→ **Entries provided**

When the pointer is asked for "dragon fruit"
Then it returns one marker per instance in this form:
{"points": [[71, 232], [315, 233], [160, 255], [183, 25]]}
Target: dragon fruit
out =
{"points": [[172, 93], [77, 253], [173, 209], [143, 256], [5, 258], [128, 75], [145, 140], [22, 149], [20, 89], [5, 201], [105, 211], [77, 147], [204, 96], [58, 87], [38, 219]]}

→ **Your goal**
Present the material as a numbered list of its lines, omitting any blank lines.

→ **Response for this exercise**
1. When the pointer is asked for "dragon fruit"
2. Then it returns one marker per instance in this form:
3. {"points": [[71, 232], [315, 233], [160, 255], [183, 25]]}
4. Target: dragon fruit
5. out =
6. {"points": [[172, 93], [77, 253], [173, 209], [143, 256], [5, 258], [128, 75], [145, 140], [22, 149], [20, 89], [5, 201], [105, 211], [77, 147], [204, 96], [58, 87], [38, 219]]}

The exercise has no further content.